## PROBLEM TO SOLVE
Write out the items below again, substituting "street tally" for "roadway count" and leaving everything else unchanged.

## MATERIAL
===

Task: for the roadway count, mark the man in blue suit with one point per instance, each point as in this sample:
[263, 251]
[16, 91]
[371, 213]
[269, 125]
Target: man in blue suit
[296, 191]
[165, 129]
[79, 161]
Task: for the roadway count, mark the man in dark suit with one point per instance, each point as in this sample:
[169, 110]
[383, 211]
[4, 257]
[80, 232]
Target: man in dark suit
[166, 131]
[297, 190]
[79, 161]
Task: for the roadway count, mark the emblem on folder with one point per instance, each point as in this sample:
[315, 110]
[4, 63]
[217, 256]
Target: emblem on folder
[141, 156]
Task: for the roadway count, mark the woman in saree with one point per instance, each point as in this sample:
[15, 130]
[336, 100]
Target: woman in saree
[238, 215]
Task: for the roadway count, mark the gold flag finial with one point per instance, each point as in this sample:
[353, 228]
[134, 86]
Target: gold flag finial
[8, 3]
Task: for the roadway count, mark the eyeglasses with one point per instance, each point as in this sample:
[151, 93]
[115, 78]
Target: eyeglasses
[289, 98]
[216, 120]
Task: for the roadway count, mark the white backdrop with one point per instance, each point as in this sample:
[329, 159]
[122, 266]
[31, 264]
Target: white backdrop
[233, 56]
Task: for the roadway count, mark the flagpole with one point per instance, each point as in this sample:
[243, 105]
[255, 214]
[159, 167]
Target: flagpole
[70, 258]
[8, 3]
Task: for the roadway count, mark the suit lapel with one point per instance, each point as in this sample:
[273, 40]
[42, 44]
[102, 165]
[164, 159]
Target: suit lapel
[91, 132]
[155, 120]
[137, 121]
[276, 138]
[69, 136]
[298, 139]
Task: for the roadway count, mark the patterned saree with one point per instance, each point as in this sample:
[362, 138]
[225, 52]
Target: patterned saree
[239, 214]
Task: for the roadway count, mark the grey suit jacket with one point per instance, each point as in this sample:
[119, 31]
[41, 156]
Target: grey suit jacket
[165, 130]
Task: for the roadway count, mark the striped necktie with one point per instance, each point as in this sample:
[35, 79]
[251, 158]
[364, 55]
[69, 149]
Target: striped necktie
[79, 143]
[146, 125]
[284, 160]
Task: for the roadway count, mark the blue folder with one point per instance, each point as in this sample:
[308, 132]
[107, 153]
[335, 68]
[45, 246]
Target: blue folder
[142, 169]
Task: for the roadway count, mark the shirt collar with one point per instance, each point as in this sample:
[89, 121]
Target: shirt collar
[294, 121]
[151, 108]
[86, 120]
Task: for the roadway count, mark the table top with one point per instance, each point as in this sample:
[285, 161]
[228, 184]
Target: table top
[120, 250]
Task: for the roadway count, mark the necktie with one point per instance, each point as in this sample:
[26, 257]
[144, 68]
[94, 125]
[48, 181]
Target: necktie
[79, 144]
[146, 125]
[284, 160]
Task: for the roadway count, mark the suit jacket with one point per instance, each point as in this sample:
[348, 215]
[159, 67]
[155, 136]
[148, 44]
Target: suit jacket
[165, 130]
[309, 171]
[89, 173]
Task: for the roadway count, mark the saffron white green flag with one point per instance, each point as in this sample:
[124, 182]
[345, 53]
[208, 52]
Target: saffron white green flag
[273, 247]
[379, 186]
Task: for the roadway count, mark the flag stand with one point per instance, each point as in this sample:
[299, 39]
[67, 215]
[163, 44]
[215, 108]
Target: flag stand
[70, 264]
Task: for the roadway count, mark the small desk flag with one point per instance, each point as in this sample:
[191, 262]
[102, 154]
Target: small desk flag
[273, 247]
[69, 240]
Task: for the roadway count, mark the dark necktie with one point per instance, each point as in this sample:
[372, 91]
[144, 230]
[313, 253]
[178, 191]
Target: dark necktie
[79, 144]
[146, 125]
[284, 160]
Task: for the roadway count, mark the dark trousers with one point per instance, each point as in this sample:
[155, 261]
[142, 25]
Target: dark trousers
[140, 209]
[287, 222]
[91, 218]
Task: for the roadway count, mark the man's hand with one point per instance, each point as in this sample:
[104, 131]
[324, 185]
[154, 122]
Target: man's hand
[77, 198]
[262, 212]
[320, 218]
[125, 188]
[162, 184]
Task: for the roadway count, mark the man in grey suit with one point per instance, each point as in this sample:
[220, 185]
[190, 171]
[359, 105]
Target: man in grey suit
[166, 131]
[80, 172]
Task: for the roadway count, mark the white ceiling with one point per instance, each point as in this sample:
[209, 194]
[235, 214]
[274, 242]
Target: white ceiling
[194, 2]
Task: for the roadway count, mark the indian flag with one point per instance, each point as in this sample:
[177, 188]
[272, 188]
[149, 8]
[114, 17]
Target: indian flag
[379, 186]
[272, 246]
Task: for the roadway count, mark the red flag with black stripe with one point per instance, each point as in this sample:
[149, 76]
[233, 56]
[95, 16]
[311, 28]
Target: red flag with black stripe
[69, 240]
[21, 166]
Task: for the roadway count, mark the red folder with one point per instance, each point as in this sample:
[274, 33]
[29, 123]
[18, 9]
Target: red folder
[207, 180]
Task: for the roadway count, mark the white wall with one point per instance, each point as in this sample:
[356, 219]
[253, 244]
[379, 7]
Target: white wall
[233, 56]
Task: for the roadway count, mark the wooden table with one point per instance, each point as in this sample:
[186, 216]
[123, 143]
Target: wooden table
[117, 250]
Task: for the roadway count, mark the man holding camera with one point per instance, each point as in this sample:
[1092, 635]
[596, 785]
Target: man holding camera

===

## OUTPUT OF THE TASK
Task: for the street tally, mark the man in blue suit with one point per instance, each point as in this sample:
[263, 251]
[16, 91]
[371, 213]
[269, 125]
Target: man in blue suit
[296, 191]
[165, 129]
[79, 161]
Task: for the street tally, mark the man in dark suit with one point per instance, each point as in this sample:
[169, 110]
[383, 211]
[4, 257]
[80, 232]
Target: man in dark suit
[166, 131]
[297, 190]
[79, 161]
Task: for the street tally, mark the emblem on folder with one point per instance, each point as in this sample:
[315, 110]
[4, 63]
[217, 256]
Target: emblem on folder
[141, 156]
Task: for the street tally, mark the woman in saree with one point per instance, each point as in this sample:
[15, 130]
[336, 100]
Target: woman in saree
[238, 215]
Task: for the street tally, mark the gold flag finial with one point per instance, each point as in this sample:
[353, 228]
[134, 86]
Target: gold flag finial
[8, 3]
Task: for the street tally, mark the eyeglasses with one point per instance, each point as in this sample:
[151, 93]
[115, 78]
Target: eyeglasses
[289, 98]
[216, 120]
Task: for the street tally, mark the white backdrop with one point per instance, each point as in this sample:
[329, 159]
[122, 266]
[31, 264]
Target: white backdrop
[233, 56]
Task: for the street tally, mark the flagpole with one point per instance, each point as in this sample:
[243, 105]
[255, 214]
[159, 167]
Target: flagpole
[70, 258]
[8, 3]
Task: for the street tally, mark the suit lapel with one point per instance, each point as in this sample:
[273, 40]
[42, 44]
[102, 165]
[164, 159]
Target: suit lapel
[91, 132]
[155, 120]
[137, 121]
[276, 138]
[69, 136]
[298, 139]
Task: for the street tally, mark the patterned saree with one point per instance, each point as in this sample:
[362, 138]
[225, 52]
Target: patterned saree
[239, 214]
Task: for the street tally, mark the grey suit jacket with one point per instance, each point as in this sample:
[119, 31]
[41, 156]
Target: grey suit jacket
[165, 130]
Task: for the street tally, mark the striped necktie with one point per instance, each point as in this sample:
[35, 79]
[251, 158]
[364, 55]
[69, 149]
Target: striped necktie
[79, 143]
[146, 125]
[284, 160]
Task: for the street tally, mark the blue folder with one point per instance, each point as in this sample:
[308, 132]
[107, 153]
[335, 68]
[45, 246]
Target: blue folder
[142, 169]
Task: for the street tally, mark the shirt collar with one point per instance, each point as in this sample:
[89, 121]
Target: shirt collar
[294, 121]
[151, 108]
[86, 120]
Task: for the street tally, mark the table top with one point per instance, each point as in this sample:
[285, 161]
[228, 184]
Target: table top
[120, 250]
Task: for the street tally, mark the necktie with one point per instance, each point as in this sample:
[26, 257]
[144, 68]
[94, 125]
[48, 181]
Target: necktie
[79, 144]
[146, 125]
[284, 160]
Task: for the street tally, mark the suit jacket with one point per instance, each point as in this sample:
[348, 215]
[159, 67]
[155, 136]
[148, 44]
Target: suit jacket
[165, 130]
[309, 171]
[89, 173]
Task: for the street tally, mark the saffron white green flag with one point per instance, each point as in this sample:
[124, 182]
[345, 53]
[208, 52]
Target: saffron white green flag
[273, 247]
[379, 186]
Task: for the street tally, mark the flag stand with one point per instance, each point as in this sample:
[299, 39]
[67, 215]
[163, 44]
[215, 108]
Target: flag stand
[70, 264]
Task: for the street tally, mark the small desk flag with one point per instance, each point as in this sample:
[191, 262]
[102, 154]
Target: small desk flag
[273, 247]
[69, 240]
Task: for the street tally, mark the dark necktie with one point per instance, each point as in this sample:
[372, 91]
[144, 230]
[313, 253]
[178, 191]
Target: dark necktie
[79, 144]
[146, 125]
[284, 160]
Task: for the street tally, mark the dark trousers with one point per instance, each point as in this sample:
[155, 261]
[142, 25]
Target: dark trousers
[140, 209]
[287, 222]
[91, 218]
Task: for the street tally, mark the man's hand with one point per instance, each point as in this sample:
[104, 131]
[324, 185]
[154, 122]
Target: man's hand
[77, 198]
[262, 212]
[320, 218]
[125, 188]
[162, 184]
Task: for the street tally, mark the man in grey suit with one point per instance, each point as in this sample:
[220, 185]
[190, 171]
[359, 105]
Target: man in grey suit
[166, 131]
[80, 172]
Task: for the street tally, mark the white ceiling with one point per instance, each point as in this sample:
[209, 194]
[235, 214]
[274, 242]
Target: white ceiling
[194, 2]
Task: for the street tally, mark the indian flag with one point per instance, each point as in this sample:
[177, 188]
[272, 188]
[149, 8]
[114, 17]
Target: indian flag
[379, 186]
[272, 246]
Task: for the street tally, mark the red flag with black stripe with one point per instance, each point as in this sample:
[149, 76]
[233, 56]
[95, 16]
[311, 28]
Target: red flag with black stripe
[69, 240]
[21, 166]
Task: for the street tally, mark the red folder with one point per instance, each point as in this sample:
[274, 33]
[29, 123]
[18, 9]
Target: red folder
[207, 180]
Task: for the street tally, mark the white wall with one point per instance, each point as in this sample:
[356, 219]
[253, 244]
[379, 7]
Target: white wall
[233, 56]
Task: for the street tally, mark the wooden table with one point per instance, each point as in this sample:
[186, 216]
[123, 143]
Target: wooden table
[117, 250]
Task: for the street tally, mark the man holding camera with one point per instance, each point as in this sample:
[1092, 635]
[596, 785]
Target: man holding camera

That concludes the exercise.